[Document text]:
And I am not saying that because I agree with you, although it probably helps
I wish all of the other posters would comment on one of your eloquently written statements, instead of argueing about balance and strategy. This game, any game, is also about fun, people! Fun and sales figures...
*This is a long post, my last effort to appeal to the devs to change course*
I would like to propose a metric to make a point, I'll call if fun per game minute (FPM). So imagine some quantification of fun over the player's head as he/she plays the game, and then taking an average of that per minute. I will say that I think this what has changed the most from WoM release until now, the game plays to the experience of the player much better.
For someone who plays LH like Gal Civ 2 in a different setting (I'll call them universal strategy player, USP), they will not be affected much by the "problem" I am describing. Heroes and sovereigns are more like tools to ultimately win the game to them than what I would call the more exclusive fantasy strategy player (FSP). To the former type of player the goal is first and foremost to win the game. Their FPM does not fluctuate greatly around heroes and sovereign events, not nearly as much as strategically defining moments where they have clinched a major milestone toward victory.
I (and I believe FSPs) do not play first and foremost to win the game. If I won the game in 100-200 moves, I would be unsatisfied. I do play not to lose, but I mostly play to enjoy the content. I play the game like half-rpg, which means my heroes and sovereign are more important than the AI opponents to me. Quests, wandering monsters, and wildlands are are more my obstacles than killing AIs. In fact, this would be my ideal mode. https://forums.elementalgame.com/443154/page/1/
My FPM numbers are constantly affected by my heroes and sovereign, my numbers go up significantly when I am overpowered (to a limit), and they plunge when I am underpowered. Other sovereigns are mostly abstractions, winning the game is something I would put off if I could do it. I do enjoy wars beating other sovereigns, but the wars as implemented aren't that satisfying and they put me in danger of winning. I only want to win when I have had a good amount of fun. My goals are getting powerful heroes and especially a sovereign, and then using that power on an appropriate challenge. The AI is almost never this challenge, because their troops fall en masse in a turn or two to the stacks I have.

[Set exercise 1]: Count how many lines in the entries below contain the word "middle". Give only the number.

[Supplied records]:
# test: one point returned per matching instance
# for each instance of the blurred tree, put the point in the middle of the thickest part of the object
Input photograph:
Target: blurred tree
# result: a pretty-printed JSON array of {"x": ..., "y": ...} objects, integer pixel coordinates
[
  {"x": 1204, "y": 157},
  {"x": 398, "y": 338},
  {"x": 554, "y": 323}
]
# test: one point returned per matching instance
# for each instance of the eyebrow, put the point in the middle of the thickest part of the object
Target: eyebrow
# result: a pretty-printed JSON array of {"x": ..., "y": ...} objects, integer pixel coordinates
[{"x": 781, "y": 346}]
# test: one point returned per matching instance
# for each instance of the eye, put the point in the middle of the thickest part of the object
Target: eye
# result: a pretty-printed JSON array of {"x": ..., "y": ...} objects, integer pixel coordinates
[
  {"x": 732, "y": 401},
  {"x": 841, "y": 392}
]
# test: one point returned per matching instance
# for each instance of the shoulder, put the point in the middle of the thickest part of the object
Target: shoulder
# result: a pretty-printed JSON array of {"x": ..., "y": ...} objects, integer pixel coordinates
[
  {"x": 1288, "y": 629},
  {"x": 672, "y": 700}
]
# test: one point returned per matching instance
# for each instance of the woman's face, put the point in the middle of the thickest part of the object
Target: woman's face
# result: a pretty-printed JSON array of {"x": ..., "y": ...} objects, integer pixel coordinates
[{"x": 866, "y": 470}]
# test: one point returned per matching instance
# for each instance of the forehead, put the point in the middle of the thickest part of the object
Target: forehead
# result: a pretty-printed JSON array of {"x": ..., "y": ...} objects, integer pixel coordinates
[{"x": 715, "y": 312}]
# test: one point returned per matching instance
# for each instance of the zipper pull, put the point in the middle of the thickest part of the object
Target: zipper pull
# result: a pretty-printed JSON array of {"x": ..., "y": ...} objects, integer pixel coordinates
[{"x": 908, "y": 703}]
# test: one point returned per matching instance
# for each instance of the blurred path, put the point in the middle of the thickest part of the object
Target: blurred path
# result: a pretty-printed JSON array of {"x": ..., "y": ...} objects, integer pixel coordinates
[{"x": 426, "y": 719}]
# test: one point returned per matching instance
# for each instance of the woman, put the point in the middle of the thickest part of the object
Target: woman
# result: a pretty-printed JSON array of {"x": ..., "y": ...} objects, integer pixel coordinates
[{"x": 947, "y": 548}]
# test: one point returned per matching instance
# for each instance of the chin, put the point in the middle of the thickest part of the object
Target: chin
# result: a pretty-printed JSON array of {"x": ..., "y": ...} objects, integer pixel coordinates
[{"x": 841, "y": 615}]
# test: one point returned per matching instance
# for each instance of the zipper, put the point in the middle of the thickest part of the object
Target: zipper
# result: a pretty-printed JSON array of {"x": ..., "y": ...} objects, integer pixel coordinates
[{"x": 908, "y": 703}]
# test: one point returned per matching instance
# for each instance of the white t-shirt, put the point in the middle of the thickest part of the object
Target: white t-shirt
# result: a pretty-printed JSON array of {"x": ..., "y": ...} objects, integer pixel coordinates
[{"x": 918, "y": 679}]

[Set exercise 2]: Set down the forum post word for word, from "And I am not" up to and including "player much better.".

[Final result 1]: 12

[Final result 2]:
And I am not saying that because I agree with you, although it probably helps
I wish all of the other posters would comment on one of your eloquently written statements, instead of argueing about balance and strategy. This game, any game, is also about fun, people! Fun and sales figures...
*This is a long post, my last effort to appeal to the devs to change course*
I would like to propose a metric to make a point, I'll call if fun per game minute (FPM). So imagine some quantification of fun over the player's head as he/she plays the game, and then taking an average of that per minute. I will say that I think this what has changed the most from WoM release until now, the game plays to the experience of the player much better.